Stored records
====

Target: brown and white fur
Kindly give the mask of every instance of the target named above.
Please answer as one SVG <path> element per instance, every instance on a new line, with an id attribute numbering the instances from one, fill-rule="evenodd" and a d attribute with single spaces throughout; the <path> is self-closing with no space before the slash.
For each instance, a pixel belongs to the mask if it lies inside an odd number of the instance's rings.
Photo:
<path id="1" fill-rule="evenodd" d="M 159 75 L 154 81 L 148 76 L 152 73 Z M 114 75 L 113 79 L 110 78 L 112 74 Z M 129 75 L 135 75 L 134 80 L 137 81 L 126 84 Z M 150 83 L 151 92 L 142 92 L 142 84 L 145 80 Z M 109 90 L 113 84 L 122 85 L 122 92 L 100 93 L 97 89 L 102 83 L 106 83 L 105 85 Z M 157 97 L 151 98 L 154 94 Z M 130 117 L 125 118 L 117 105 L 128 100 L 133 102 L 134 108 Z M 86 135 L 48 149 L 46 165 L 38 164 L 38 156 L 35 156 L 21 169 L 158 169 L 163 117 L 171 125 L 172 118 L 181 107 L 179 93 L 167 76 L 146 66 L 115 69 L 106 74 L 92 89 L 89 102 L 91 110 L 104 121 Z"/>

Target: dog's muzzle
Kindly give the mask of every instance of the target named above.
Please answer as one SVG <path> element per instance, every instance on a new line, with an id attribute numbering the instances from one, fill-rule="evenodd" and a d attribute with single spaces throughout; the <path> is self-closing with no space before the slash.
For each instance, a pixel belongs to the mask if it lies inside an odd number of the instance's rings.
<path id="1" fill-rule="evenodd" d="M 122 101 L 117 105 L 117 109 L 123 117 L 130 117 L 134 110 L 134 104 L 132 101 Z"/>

====

__What to work on__:
Give every line of the items above as a numbered list, omitting the blank lines.

__Solution for this task__:
1. Target: brown and white fur
2. Kindly give the mask of every instance of the target named above.
3. Please answer as one SVG <path> element per instance, every instance on a new line, with an id attribute numbering the instances from one, fill-rule="evenodd" and a d attribute with single spaces throughout; the <path> is self-closing with no space before the slash.
4. For each instance, a pixel belongs to the mask if it lies inside an odd number of the instance's rings.
5. Photo:
6. <path id="1" fill-rule="evenodd" d="M 159 75 L 154 81 L 148 76 L 152 73 Z M 114 75 L 113 79 L 110 78 L 112 74 Z M 129 75 L 135 75 L 134 80 L 137 81 L 126 84 Z M 150 83 L 151 92 L 142 92 L 142 84 L 145 80 Z M 109 90 L 113 84 L 122 85 L 122 92 L 100 93 L 97 89 L 102 83 L 106 83 L 105 85 Z M 157 97 L 151 98 L 154 94 Z M 130 117 L 125 118 L 117 105 L 128 100 L 133 102 L 134 108 Z M 86 135 L 48 149 L 46 165 L 38 164 L 38 156 L 35 156 L 21 169 L 158 169 L 163 117 L 171 125 L 172 118 L 181 107 L 179 93 L 167 76 L 146 66 L 115 69 L 106 74 L 92 89 L 89 102 L 91 110 L 104 121 Z"/>
7. Target: dog's muzzle
8. Kindly give the mask of every instance of the target named above.
9. Please answer as one SVG <path> element per instance, every instance on a new line, with an id attribute numbering the instances from one, fill-rule="evenodd" and a d attribute with single spaces throughout; the <path> is self-closing with no space before the slash.
10. For each instance, a pixel belongs to the mask if it lies inside an odd number of the instance's rings.
11. <path id="1" fill-rule="evenodd" d="M 122 101 L 117 105 L 117 109 L 123 117 L 130 117 L 134 110 L 134 104 L 132 101 Z"/>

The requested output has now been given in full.